------ RECORDS FOR THE EXERCISE

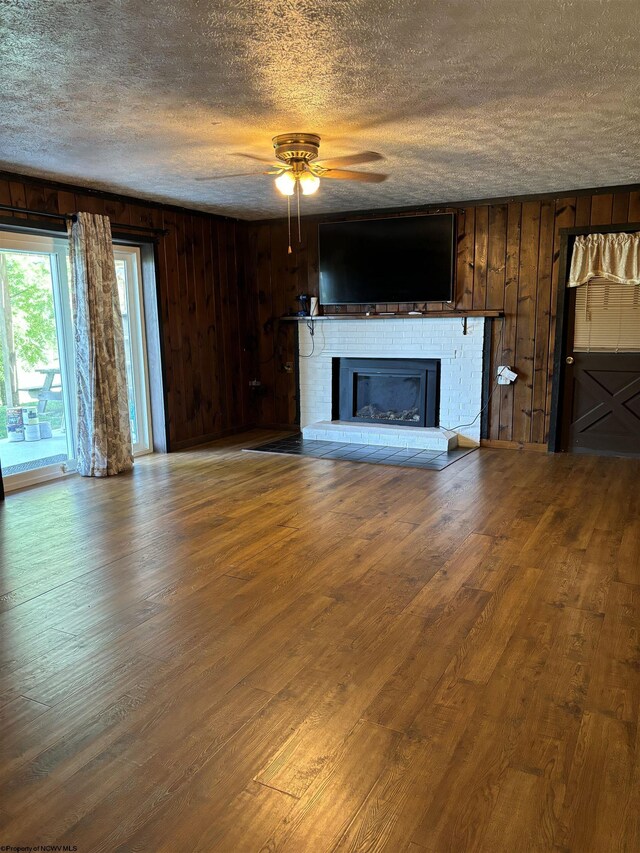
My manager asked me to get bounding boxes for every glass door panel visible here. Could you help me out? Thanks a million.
[0,229,152,488]
[0,232,74,477]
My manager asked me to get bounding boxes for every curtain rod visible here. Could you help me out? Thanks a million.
[0,204,169,237]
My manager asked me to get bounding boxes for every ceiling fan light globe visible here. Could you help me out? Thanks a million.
[275,172,296,195]
[299,172,320,195]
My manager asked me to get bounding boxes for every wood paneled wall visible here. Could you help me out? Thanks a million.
[245,187,640,445]
[0,173,256,450]
[6,173,640,450]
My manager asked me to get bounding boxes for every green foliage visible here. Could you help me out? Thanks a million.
[0,252,57,403]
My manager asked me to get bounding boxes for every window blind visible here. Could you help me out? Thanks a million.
[573,278,640,352]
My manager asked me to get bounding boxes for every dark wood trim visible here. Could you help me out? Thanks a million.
[547,222,640,453]
[249,184,640,226]
[278,310,504,323]
[548,228,571,453]
[140,243,170,453]
[0,170,242,222]
[480,322,493,438]
[480,438,547,453]
[171,424,260,453]
[560,222,640,237]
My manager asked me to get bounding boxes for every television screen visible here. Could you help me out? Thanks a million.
[320,213,455,305]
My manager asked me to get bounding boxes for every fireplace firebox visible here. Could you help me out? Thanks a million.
[333,358,440,427]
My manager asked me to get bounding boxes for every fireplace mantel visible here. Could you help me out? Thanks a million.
[296,313,485,446]
[280,311,504,323]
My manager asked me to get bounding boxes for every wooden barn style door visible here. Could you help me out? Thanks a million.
[562,270,640,456]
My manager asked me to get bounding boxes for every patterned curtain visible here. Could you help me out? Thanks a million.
[567,232,640,287]
[68,213,133,477]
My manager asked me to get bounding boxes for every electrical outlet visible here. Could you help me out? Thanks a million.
[497,364,518,385]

------------

*AIM OF THE TASK*
Copy out everything from the start of the records down to the line containing "[573,278,640,352]", with "window blind" swapped for "window shade" and nothing else changed. Omit the pictures.

*TASK RESPONSE*
My manager asked me to get bounding boxes for every glass door panel visible here. Could you help me out? Thanks a million.
[0,229,152,488]
[0,232,74,477]
My manager asked me to get bounding boxes for every curtain rod visible here. Could you help me out? Thanks a million.
[0,204,169,237]
My manager asked me to get bounding boxes for every ceiling fan light globe visible here. Could you help me out? Thanks a million.
[275,172,296,195]
[299,172,320,195]
My manager asked me to get bounding boxes for every wood paneled wall visible here. Could you help me out? Thanks a million.
[245,187,640,445]
[0,173,256,450]
[6,173,640,450]
My manager asked me to get bounding boxes for every green foliage visible here. Could you help me out? Thanks a million.
[0,252,57,403]
My manager asked me to get bounding boxes for every window shade visible here. Could you help me out? Thanks a million.
[573,278,640,352]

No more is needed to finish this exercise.